WHAT YOU SHOULD DO -> Give every line of the listing back, exactly as written.

EXTRACTED DATA ->
>>>>>
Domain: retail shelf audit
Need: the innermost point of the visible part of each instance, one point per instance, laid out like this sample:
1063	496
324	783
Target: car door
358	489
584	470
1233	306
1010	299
<<<<<
SOLUTION TO THE PROBLEM ->
Domain: retail shelf audit
Need: the innermost point of the visible part of each instance, one point per instance, laid out like this sample:
1063	496
324	783
Target: car door
358	489
584	470
1233	306
1010	299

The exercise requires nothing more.